### ACTIVITY
Your output should consist solely of the lines from the one with "of the black" through the end of the records, reproduced exactly, both ends included.

### MATERIAL FOR THIS TASK

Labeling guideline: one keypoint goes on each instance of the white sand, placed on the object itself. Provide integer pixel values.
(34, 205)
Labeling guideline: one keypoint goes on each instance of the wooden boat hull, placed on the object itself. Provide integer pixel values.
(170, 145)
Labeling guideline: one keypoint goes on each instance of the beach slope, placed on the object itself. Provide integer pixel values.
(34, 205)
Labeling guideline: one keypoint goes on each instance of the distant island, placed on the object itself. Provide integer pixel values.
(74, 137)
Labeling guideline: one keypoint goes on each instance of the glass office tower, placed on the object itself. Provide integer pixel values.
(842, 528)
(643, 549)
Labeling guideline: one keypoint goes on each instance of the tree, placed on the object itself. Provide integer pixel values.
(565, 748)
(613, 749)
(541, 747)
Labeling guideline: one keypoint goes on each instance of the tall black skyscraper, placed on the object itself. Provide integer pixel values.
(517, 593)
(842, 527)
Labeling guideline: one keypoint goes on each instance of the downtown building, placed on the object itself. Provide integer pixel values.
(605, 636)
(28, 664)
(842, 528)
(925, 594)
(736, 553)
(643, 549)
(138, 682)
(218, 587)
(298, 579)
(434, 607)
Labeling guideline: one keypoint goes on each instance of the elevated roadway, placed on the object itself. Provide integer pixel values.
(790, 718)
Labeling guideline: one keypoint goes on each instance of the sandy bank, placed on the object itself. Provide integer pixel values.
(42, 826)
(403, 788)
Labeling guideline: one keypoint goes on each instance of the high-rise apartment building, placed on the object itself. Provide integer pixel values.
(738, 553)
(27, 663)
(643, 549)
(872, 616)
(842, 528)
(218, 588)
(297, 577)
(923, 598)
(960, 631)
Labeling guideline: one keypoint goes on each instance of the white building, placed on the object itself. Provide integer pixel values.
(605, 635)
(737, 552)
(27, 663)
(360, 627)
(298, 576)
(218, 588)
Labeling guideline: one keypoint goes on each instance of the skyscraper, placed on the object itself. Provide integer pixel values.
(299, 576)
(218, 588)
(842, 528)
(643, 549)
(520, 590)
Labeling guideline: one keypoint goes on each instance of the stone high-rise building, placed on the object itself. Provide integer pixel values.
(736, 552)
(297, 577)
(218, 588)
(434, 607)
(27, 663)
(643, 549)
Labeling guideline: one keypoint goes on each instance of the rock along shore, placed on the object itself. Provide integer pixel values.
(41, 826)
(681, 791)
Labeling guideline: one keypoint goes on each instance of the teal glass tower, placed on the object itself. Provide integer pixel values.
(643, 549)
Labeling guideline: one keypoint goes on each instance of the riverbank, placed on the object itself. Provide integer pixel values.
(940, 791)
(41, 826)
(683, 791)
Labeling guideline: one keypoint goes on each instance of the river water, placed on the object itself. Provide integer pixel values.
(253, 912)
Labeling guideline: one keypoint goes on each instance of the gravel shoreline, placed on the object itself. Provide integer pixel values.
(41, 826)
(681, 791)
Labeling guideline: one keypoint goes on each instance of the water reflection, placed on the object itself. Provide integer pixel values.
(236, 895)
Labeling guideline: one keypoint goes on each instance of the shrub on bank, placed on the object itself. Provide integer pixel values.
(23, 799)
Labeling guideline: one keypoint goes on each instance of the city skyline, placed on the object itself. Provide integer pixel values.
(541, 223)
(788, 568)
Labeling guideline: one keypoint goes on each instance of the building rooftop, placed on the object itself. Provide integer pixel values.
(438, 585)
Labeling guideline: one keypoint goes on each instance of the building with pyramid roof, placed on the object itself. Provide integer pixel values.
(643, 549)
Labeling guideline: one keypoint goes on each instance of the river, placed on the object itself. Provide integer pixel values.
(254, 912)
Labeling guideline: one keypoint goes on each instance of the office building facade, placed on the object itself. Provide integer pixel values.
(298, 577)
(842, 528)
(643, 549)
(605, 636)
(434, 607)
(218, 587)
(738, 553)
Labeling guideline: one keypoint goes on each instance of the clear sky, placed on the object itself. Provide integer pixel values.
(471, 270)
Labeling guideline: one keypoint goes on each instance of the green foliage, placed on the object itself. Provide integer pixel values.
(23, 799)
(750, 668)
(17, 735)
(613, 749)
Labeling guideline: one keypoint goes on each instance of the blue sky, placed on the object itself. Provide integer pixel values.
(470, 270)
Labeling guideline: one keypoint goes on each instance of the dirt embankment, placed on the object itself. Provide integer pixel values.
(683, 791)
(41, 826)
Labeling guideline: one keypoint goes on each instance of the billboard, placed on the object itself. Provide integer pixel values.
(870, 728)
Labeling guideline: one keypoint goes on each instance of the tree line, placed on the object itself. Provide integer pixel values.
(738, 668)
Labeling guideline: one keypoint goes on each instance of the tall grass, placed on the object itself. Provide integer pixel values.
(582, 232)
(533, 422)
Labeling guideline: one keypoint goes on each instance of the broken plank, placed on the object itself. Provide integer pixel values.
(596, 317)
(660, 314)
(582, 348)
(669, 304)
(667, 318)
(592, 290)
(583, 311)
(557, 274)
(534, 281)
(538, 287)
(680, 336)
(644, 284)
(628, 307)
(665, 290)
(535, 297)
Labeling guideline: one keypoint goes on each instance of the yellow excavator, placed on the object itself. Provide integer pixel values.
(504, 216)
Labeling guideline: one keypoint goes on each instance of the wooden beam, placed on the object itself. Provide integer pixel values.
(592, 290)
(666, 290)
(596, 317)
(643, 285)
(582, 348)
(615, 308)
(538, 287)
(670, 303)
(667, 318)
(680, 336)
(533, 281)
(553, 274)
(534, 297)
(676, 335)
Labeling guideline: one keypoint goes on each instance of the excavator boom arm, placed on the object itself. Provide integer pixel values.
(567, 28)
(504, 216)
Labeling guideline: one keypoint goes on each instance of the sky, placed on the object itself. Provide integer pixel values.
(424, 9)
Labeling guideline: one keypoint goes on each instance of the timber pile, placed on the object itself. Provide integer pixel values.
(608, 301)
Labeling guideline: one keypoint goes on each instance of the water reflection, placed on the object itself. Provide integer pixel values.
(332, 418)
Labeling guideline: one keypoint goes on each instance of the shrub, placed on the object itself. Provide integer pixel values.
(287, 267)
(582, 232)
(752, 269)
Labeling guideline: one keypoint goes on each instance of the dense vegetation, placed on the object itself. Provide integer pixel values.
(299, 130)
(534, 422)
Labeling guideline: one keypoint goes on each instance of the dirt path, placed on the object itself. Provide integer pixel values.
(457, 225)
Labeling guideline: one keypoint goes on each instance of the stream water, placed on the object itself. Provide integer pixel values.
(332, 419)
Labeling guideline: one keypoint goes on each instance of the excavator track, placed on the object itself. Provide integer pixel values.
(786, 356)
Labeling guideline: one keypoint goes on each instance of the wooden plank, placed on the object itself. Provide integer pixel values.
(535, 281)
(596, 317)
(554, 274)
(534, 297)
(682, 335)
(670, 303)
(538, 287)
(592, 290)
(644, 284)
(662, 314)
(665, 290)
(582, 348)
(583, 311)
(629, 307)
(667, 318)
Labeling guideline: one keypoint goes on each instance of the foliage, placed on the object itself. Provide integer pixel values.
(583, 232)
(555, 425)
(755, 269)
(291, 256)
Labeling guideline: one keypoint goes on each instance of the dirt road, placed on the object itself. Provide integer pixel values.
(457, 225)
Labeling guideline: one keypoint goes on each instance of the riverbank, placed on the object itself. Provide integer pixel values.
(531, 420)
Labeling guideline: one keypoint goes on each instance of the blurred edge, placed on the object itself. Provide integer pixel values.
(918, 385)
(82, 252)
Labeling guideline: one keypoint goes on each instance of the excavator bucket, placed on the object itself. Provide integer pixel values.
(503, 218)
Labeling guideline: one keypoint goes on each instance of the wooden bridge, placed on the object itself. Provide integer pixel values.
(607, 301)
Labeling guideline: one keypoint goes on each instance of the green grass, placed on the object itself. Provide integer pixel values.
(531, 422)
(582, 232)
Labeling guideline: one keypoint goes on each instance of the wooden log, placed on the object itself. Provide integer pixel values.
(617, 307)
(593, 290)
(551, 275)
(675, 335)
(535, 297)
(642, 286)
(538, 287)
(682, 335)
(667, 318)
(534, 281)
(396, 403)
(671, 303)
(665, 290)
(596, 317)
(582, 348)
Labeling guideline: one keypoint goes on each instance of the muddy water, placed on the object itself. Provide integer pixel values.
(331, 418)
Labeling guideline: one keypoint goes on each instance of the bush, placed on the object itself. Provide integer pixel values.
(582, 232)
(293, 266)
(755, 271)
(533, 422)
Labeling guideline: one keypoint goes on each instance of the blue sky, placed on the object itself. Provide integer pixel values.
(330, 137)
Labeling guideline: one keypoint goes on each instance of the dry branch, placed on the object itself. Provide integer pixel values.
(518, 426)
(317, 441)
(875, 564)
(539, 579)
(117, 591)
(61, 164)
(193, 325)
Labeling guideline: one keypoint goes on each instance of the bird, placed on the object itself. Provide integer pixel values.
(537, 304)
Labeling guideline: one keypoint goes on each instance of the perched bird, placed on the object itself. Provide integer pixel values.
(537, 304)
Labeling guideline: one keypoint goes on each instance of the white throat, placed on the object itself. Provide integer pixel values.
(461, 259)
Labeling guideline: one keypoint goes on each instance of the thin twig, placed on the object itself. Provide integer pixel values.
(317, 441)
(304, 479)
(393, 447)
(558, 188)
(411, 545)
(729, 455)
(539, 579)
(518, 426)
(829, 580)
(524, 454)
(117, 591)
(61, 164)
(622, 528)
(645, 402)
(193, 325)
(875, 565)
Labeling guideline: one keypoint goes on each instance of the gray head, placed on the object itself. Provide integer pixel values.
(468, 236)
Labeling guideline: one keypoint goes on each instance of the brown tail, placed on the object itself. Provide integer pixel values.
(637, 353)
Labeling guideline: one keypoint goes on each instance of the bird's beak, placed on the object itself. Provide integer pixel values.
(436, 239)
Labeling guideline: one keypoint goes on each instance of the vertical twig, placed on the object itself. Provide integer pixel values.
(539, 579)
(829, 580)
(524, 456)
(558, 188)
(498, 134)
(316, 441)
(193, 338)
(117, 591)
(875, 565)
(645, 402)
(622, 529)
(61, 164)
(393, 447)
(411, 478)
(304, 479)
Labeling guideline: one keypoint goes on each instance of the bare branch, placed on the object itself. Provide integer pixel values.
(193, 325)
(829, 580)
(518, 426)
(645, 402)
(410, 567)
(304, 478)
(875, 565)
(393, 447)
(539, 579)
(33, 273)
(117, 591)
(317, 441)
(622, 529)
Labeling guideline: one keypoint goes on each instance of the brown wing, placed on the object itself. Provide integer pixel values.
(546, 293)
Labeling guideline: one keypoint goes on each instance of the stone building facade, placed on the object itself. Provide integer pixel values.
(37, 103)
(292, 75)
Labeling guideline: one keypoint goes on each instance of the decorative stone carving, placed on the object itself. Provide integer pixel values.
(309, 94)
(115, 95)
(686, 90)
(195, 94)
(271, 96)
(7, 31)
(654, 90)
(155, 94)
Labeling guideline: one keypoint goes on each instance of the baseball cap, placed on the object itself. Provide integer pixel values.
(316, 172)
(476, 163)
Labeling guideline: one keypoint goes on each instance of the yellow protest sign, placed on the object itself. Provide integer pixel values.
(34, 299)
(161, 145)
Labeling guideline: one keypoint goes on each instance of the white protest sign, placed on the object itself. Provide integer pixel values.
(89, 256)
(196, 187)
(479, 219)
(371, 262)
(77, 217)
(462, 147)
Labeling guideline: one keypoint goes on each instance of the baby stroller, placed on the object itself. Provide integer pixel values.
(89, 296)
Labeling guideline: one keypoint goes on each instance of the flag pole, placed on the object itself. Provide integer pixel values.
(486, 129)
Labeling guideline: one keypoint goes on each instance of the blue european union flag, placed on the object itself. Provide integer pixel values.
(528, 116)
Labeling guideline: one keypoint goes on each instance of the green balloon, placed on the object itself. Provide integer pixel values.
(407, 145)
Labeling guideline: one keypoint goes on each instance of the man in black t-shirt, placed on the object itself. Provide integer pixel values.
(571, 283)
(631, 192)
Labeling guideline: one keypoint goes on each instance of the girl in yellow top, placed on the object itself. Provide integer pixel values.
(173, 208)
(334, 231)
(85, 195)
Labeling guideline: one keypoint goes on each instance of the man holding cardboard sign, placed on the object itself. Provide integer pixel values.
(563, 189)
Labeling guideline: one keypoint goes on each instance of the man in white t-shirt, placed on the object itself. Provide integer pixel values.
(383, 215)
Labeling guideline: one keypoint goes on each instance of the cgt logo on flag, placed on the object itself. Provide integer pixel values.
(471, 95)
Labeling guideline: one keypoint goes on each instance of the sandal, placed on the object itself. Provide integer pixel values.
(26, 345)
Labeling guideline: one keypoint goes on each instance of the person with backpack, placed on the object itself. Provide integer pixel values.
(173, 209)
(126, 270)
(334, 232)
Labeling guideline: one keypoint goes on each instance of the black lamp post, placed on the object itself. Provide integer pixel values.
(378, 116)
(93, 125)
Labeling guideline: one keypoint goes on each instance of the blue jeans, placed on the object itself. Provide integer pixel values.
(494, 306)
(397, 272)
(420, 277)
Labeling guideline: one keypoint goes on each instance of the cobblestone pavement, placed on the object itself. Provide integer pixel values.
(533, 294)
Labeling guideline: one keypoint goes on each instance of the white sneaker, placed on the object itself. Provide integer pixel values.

### RESPONSE FOR THIS EXERCISE
Labeling guideline: one keypoint goes on each instance of the black lamp post, placed on the object itself. Provide integer pixel values.
(378, 116)
(93, 125)
Labeling guideline: one keypoint goes on each instance of the blue jeans, placed on the object itself. Provide integer pixel values.
(494, 306)
(397, 272)
(420, 277)
Labeling guideline: one keypoint goes on each instance of the cobblestone pavement, placed on the object itself. Provide integer pixel values.
(533, 294)
Labeling guideline: one keypoint goes on each instance of the white sneaker, placed on the object itself. Provide integer pixel values.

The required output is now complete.